*Task requirements:*
In the column on Einstein, which university issued the press release saying that Einstein continues to be right?

*Source document:*
◆ ◆ ◆ ◆ ◆
I read some of the details about the smooth blips of light known as Gaussian pulses these scientists used to figure all this out, but I had to quit before my cranium blew up. However, I did understand this sentence in a press release from the University of Arizona: "Einstein does, in fact, continue to be right."

Imagine, 50 years after your death, someone issuing that statement with your name in it instead of Einstein's. I have trouble imagining anyone saying that about me 50 days after my death. Except, maybe, about the previous sentence.

Just a few weeks ago, this news flashed through cyberspace: Scientists have determined that Einstein's principle of the constancy of the speed of light is still a reliable guide to reality.

"What Einstein worked out with a pencil and paper nearly a century ago continues to hold up to scientific scrutiny," said Floyd Stecker of the National Aeronautics and Space Administration's Goddard Space Flight Center in Greenbelt, Md.

That pencil and piece of paper should be in one of the Smithsonian museums in Washington. Maybe it is, though I was there a couple of months ago and didn't see them. I did, however, see the red shoes Judy Garland wore in "The Wizard of Oz." This was the second time in my life that I've seen those shoes in person. I'm tired of them, though I bet light reflects off of them at the speed of light.

Stecker and some colleagues observed high-energy gamma rays to figure out that, once more, Einstein knew his stuff. Their work required them to test such concepts as the "Heisenberg Uncertainty Principle" and the "Lorentz Invariance." I'm uncertain and at variance about how to explain them to you, so I'll let you look them up.

Other recent scientific work indicated Einstein's Theory of General Relativity was right in predicting that the gravitational pull of a massive body (no, not Shaq) can behave like a lens that bends and distorts light coming from a distant object.

A team from the Sloan Digital Sky Survey reported that light from a quasar split into four separate images because of this "gravitational lensing" effect.
◆ ◆ ◆ ◆ ◆
*Provided material:*

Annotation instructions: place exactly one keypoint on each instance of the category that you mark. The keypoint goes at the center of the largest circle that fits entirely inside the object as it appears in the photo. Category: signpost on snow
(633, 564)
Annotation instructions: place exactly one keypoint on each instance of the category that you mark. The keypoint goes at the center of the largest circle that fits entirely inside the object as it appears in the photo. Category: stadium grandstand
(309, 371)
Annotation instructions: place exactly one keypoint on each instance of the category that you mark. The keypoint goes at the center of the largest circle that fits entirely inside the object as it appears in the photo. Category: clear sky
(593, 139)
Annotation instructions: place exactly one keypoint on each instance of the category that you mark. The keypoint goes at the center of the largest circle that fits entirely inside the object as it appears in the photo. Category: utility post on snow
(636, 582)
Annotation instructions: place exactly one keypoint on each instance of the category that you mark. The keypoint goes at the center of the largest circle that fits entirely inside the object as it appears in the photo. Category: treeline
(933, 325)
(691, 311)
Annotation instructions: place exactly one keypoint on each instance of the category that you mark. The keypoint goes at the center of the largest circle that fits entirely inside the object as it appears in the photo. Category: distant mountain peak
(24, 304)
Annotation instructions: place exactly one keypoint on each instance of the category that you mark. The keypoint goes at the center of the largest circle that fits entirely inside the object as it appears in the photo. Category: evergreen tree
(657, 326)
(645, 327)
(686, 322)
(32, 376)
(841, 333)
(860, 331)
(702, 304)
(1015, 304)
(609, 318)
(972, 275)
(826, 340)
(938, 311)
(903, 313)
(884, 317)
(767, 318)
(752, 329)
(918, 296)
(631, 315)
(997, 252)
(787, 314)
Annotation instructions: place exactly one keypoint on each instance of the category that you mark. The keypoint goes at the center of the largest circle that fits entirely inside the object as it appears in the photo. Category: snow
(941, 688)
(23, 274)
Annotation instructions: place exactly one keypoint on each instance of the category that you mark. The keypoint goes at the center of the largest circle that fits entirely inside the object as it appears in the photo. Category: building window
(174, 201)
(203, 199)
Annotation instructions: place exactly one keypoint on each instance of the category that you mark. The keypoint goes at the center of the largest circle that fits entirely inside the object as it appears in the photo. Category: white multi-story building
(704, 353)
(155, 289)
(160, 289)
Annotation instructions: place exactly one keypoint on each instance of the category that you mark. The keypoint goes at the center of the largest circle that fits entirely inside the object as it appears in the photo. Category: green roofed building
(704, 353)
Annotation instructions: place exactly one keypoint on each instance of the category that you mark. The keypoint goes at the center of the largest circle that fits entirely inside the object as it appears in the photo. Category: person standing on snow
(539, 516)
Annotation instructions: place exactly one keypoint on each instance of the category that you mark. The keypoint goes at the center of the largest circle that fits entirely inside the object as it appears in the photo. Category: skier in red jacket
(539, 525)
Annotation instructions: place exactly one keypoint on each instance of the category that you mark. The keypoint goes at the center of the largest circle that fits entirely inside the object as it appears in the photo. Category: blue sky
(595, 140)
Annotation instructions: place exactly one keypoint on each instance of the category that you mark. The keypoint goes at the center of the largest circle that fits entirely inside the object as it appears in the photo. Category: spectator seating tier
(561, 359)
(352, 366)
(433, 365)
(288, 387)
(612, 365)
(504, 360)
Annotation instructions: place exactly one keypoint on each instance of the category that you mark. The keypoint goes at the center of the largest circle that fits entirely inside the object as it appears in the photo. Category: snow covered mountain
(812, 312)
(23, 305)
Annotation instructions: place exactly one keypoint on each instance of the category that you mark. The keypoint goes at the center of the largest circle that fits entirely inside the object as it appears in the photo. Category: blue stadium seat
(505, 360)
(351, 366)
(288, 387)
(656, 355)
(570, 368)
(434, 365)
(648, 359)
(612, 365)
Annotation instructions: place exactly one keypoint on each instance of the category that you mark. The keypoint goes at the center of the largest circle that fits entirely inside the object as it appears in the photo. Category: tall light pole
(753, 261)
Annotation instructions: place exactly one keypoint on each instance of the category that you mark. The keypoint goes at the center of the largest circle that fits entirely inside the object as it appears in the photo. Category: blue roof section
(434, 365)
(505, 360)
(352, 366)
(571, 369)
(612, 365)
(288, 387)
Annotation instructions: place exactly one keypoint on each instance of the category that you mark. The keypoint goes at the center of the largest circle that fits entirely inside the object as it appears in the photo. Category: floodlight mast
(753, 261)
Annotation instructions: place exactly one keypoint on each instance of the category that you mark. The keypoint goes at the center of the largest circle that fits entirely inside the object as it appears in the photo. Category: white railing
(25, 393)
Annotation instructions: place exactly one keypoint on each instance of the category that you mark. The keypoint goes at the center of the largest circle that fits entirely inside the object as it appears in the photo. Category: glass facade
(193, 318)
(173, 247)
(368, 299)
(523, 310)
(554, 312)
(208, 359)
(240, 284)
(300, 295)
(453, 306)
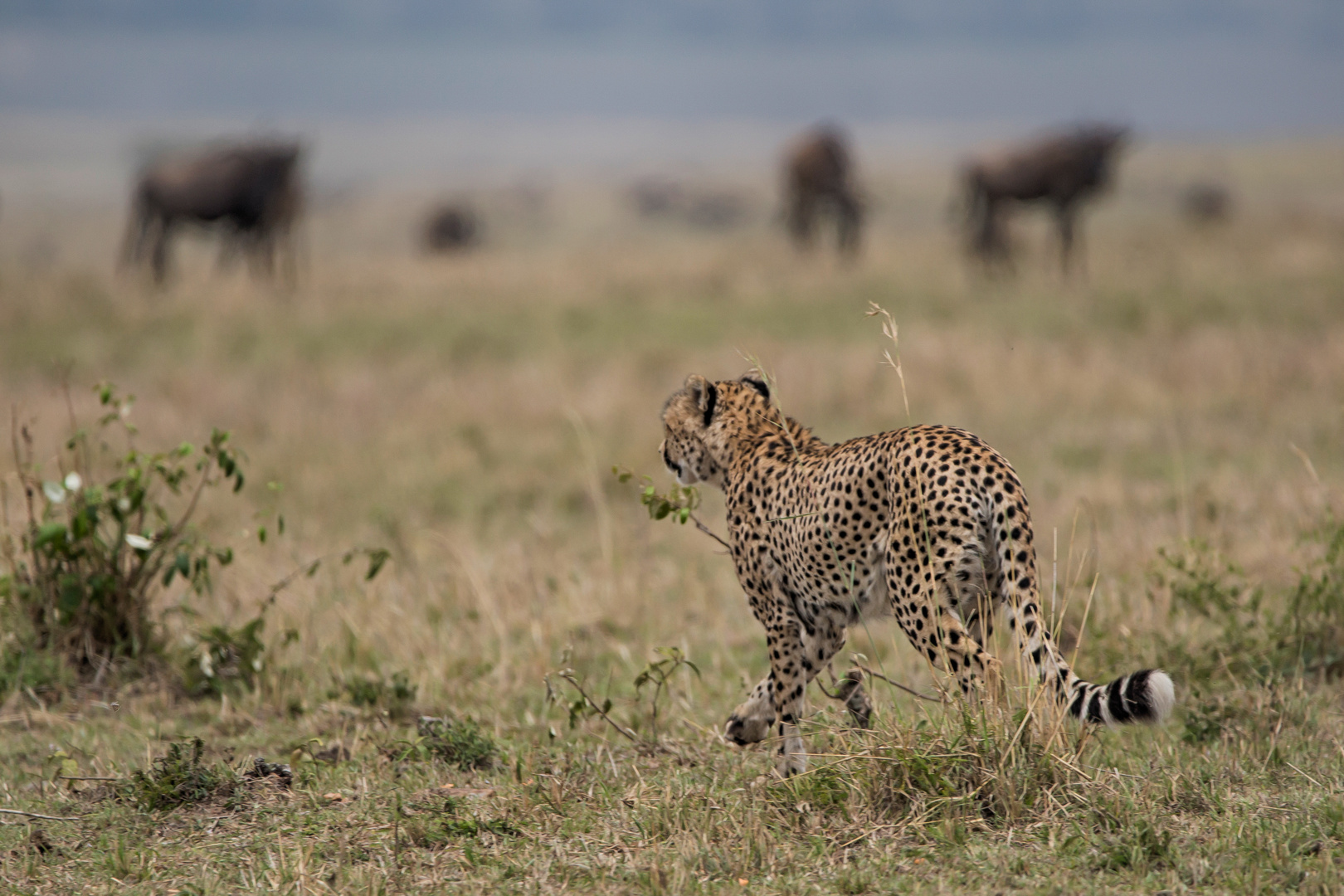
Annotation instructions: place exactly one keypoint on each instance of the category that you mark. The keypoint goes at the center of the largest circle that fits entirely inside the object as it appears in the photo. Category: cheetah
(926, 520)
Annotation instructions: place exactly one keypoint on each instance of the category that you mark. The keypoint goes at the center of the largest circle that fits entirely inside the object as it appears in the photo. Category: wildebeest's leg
(158, 256)
(1064, 218)
(849, 223)
(138, 227)
(802, 208)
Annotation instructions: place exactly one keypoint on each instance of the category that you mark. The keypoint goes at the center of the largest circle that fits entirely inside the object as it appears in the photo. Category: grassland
◆ ◆ ◆ ◆ ◆
*Worked solution:*
The University of Arizona.